- [What is required] The entries below contain pictures. Retype everything except those pictures, exactly as given.

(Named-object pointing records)
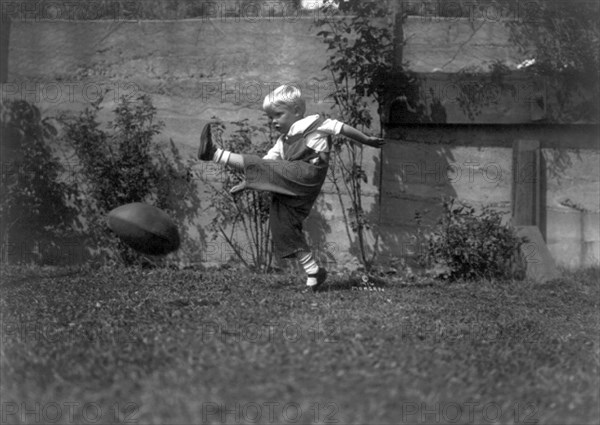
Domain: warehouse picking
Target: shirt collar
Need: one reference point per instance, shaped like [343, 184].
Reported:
[302, 124]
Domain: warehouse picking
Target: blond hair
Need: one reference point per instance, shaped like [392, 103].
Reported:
[285, 95]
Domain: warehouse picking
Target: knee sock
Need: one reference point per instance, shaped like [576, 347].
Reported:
[221, 156]
[310, 267]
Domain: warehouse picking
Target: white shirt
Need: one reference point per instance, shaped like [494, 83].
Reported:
[316, 140]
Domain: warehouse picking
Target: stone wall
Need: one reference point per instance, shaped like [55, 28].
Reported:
[197, 69]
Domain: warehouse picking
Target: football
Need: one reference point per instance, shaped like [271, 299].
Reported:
[145, 228]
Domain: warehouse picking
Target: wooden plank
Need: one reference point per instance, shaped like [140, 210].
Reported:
[4, 43]
[541, 267]
[526, 191]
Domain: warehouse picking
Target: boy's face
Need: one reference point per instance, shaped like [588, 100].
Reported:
[282, 117]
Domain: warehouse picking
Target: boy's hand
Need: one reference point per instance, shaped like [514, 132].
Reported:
[376, 142]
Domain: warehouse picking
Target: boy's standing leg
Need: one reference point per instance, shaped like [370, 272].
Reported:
[286, 217]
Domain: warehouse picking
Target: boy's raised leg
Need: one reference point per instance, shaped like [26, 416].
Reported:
[209, 150]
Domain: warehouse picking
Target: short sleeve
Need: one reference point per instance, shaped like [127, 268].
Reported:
[331, 126]
[276, 152]
[318, 140]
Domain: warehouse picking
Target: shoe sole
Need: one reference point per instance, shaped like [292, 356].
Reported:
[321, 278]
[205, 142]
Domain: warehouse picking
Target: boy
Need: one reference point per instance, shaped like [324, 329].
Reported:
[294, 170]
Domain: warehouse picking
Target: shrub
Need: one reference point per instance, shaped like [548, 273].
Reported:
[122, 164]
[39, 207]
[469, 245]
[243, 220]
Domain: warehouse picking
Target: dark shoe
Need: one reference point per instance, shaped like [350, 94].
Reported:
[207, 149]
[321, 276]
[238, 188]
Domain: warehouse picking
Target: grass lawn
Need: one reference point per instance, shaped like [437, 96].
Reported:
[182, 347]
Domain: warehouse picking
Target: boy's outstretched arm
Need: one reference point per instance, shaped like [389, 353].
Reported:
[360, 137]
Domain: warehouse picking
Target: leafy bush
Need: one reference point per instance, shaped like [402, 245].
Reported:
[123, 165]
[38, 208]
[469, 245]
[243, 220]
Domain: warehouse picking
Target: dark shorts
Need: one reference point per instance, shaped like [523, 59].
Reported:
[295, 186]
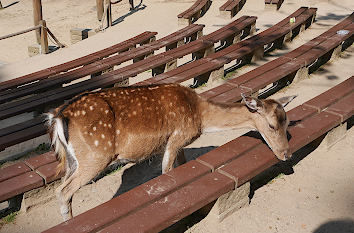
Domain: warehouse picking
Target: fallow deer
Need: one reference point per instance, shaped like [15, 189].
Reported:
[129, 124]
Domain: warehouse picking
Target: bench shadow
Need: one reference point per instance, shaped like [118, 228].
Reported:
[338, 226]
[151, 168]
[286, 167]
[139, 7]
[11, 4]
[331, 16]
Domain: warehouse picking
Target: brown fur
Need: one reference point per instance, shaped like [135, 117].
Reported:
[131, 124]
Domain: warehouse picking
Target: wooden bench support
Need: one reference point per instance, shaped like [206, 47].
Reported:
[164, 68]
[123, 83]
[231, 8]
[184, 22]
[204, 53]
[301, 74]
[331, 137]
[216, 75]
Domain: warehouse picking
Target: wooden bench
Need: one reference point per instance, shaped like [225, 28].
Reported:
[140, 39]
[212, 66]
[195, 184]
[336, 109]
[293, 65]
[23, 131]
[179, 37]
[230, 8]
[192, 14]
[273, 3]
[27, 175]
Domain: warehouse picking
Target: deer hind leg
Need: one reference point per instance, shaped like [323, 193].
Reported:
[80, 177]
[173, 150]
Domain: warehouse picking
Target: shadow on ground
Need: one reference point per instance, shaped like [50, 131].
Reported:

- [Output below]
Domain: warehouse picking
Target: shirt collar
Need: one reference point per instance, shaped like [343, 184].
Reported:
[302, 124]
Domain: warehouse picking
Target: blond hair
Need: one reference point per instance, shaped like [392, 103].
Reported:
[285, 95]
Domain: warehouse picking
Target: knee sock
Need: one reference point per instance, shaped like [576, 347].
Reported:
[221, 156]
[310, 267]
Domain: warehouse picking
Target: white shirt
Need: one reference point per instance, shaped like [494, 83].
Reported:
[316, 140]
Domain: warehouse picking
Target: stone wall
Need: one reference point per instance, shaped like [55, 28].
Reported:
[197, 69]
Domain: warehouse picking
Target: football
Need: one reference point per instance, shaped like [271, 299].
Reported:
[145, 228]
Domain: warehouse picking
Target: wooden plank
Need: one reference point per instance, shaped like [140, 210].
Reported:
[4, 43]
[541, 267]
[526, 191]
Domain: warehouse picking
Target: boy's face
Need: one reference point per instance, shaped like [588, 100].
Reported:
[282, 117]
Domain: warehouse picking
Target: boy's hand
Need: one reference point per instance, shaped like [514, 132].
Reported:
[376, 142]
Domain: warehouse picking
Target: boy's standing leg
Need: one reference point per instance, shaped like [370, 272].
Reported:
[286, 217]
Domain: warehouse picking
Target: boy's raised leg
Need: one reference point per instance, shaped like [26, 416].
Reported:
[209, 150]
Domain: warehouse picking
Target: short sleeve
Need: one reference point per instance, shaped like [127, 268].
Reported:
[331, 126]
[276, 152]
[318, 140]
Domain: warehouse picking
Target: shoe sole
Need: one reference point per instance, shaped like [292, 356].
Reported:
[321, 278]
[205, 142]
Domain: warehouse picking
Target: boy
Need: one reference point per instance, shaped like [324, 329].
Reported:
[294, 170]
Domain: warehouse picking
Target: shrub
Need: one reference point per instance, shaped like [548, 273].
Reported:
[122, 164]
[39, 207]
[469, 245]
[243, 220]
Domain: warehouse picking
Target: dark shoe
Need: one reference point per instance, shaped like [350, 94].
Reported:
[207, 149]
[321, 276]
[238, 188]
Domain: warehouse picking
Target: grass lawn
Need: one reference point per instance, shaped like [437, 96].
Reported:
[182, 347]
Domain: warehouse picking
Target: boy's outstretched arm
Need: one reference point per instance, shaped like [389, 353].
Reported:
[360, 137]
Domain: warehouse picking
Target: leafy bush
Need: one reference point per instance, shaped like [402, 245].
Reported:
[123, 165]
[38, 208]
[469, 245]
[243, 220]
Domain: warehouse picking
Target: dark shorts
Need: one reference point per instance, shaped like [523, 59].
Reported:
[295, 186]
Domain: warehouse picking
Target: fallow deer
Need: one reference point per instance, shaped like [15, 189].
Reported:
[129, 124]
Domain: warehouse picking
Target: bench shadow
Need: one reference point per instance, shaped like [118, 228].
Reported:
[338, 226]
[151, 168]
[286, 167]
[139, 7]
[11, 4]
[331, 16]
Domain: warehouse picking
Target: brown fur
Need: one reference point per instance, shaped like [135, 117].
Reported:
[131, 124]
Domain: warehouse picking
Target: wooden bench support
Need: one reference point per instance, shaped like [206, 47].
Reported:
[164, 68]
[123, 83]
[231, 8]
[184, 22]
[204, 53]
[301, 74]
[331, 137]
[216, 75]
Domain: warehouse picking
Target: wooden bench
Need: one reference point per instance, shaped like [225, 28].
Reported:
[140, 39]
[212, 66]
[195, 184]
[336, 109]
[293, 65]
[23, 131]
[179, 37]
[230, 8]
[192, 14]
[273, 3]
[27, 175]
Domain: warehouse picking
Target: deer hind leg
Need: one reference point per instance, shaped like [323, 193].
Reported:
[80, 177]
[173, 150]
Domain: warehouse picking
Target: shadow on ground
Need: one reference point per instance, shaped like [50, 131].
Reported:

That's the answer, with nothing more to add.